[start of Text shown]
ARM: Introduce conservative load/store optimization mode

Most of the time ARM has the CCR.UNALIGN_TRP bit set to false which means that unaligned loads/stores do not trap and even extensive testing will not catch these bugs. However the multi/double variants are not affected by this bit and will still trap. In effect a more aggressive load/store optimization will break existing (bad) code. These bugs do not necessarily manifest in the broken code where the misaligned pointer is formed but often later in perfectly legal code where it is accessed. This means recompiling system libraries (which have no alignment bugs) with a newer compiler will break existing applications (with alignment bugs) that worked before. So (under protest) I implemented this safe mode which limits the formation of multi/double operations to cases that are not affected by user code (stack operations like spills/reloads) or cases where the normal operations trap anyway (floating point load/stores). It is disabled by default. Differential Revision: http://reviews.llvm.org/D17015 llvm-svn: 262504
author: Matthias Braun <matze@braunis.de> 2016-03-02 19:20:00 +0000
committer: Matthias Braun <matze@braunis.de> 2016-03-02 19:20:00 +0000
commit: f290912d2248687e688779d1d89999df56c14a09 (patch)
tree: 3fcf0e6854ae16ba357b814c0a0a16f1a88f313c
parent: 578787ad3055d0a874bb76b148a9d5dc7bd18db5 (diff)
[end of Text shown]
[start of Raw records]
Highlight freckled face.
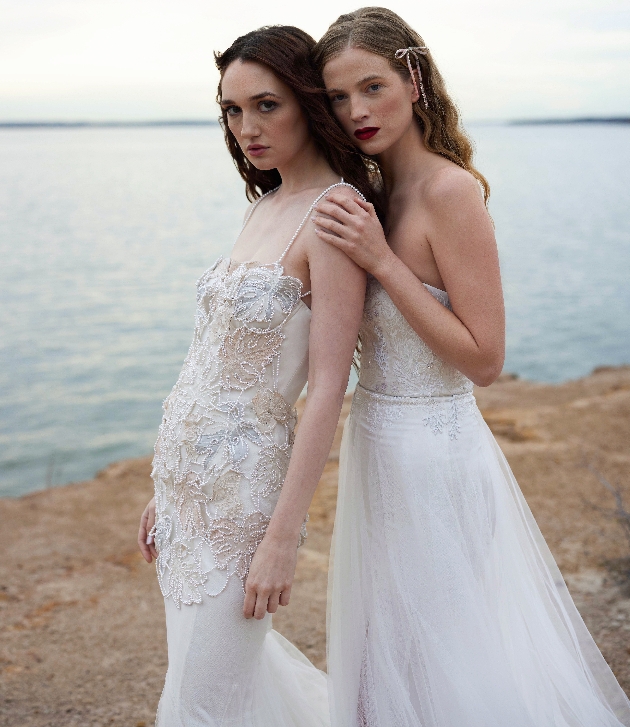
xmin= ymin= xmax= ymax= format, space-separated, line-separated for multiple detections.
xmin=323 ymin=48 xmax=418 ymax=156
xmin=221 ymin=60 xmax=312 ymax=169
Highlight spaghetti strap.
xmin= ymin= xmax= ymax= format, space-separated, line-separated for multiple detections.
xmin=277 ymin=179 xmax=365 ymax=264
xmin=239 ymin=178 xmax=365 ymax=298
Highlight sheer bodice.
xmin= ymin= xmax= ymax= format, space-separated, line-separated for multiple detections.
xmin=359 ymin=276 xmax=473 ymax=397
xmin=153 ymin=258 xmax=311 ymax=604
xmin=152 ymin=182 xmax=360 ymax=606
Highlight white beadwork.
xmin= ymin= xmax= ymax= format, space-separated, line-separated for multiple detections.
xmin=152 ymin=182 xmax=360 ymax=607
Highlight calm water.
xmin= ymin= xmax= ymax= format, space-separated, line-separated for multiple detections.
xmin=0 ymin=125 xmax=630 ymax=495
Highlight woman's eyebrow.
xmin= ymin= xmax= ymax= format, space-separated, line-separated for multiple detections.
xmin=249 ymin=91 xmax=280 ymax=101
xmin=221 ymin=91 xmax=280 ymax=106
xmin=326 ymin=75 xmax=381 ymax=93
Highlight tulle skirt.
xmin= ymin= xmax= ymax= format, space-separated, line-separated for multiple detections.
xmin=156 ymin=578 xmax=330 ymax=727
xmin=328 ymin=387 xmax=630 ymax=727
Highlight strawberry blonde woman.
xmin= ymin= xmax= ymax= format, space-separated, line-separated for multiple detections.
xmin=138 ymin=27 xmax=370 ymax=727
xmin=315 ymin=8 xmax=630 ymax=727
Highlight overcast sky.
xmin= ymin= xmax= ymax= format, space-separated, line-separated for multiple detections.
xmin=0 ymin=0 xmax=630 ymax=121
[end of Raw records]
Your task: According to the commit message, which ARM bit is usually set to false so that unaligned loads and stores do not trap? The entries bear no relation to the commit message.

Answer to this problem: The CCR.UNALIGN_TRP bit.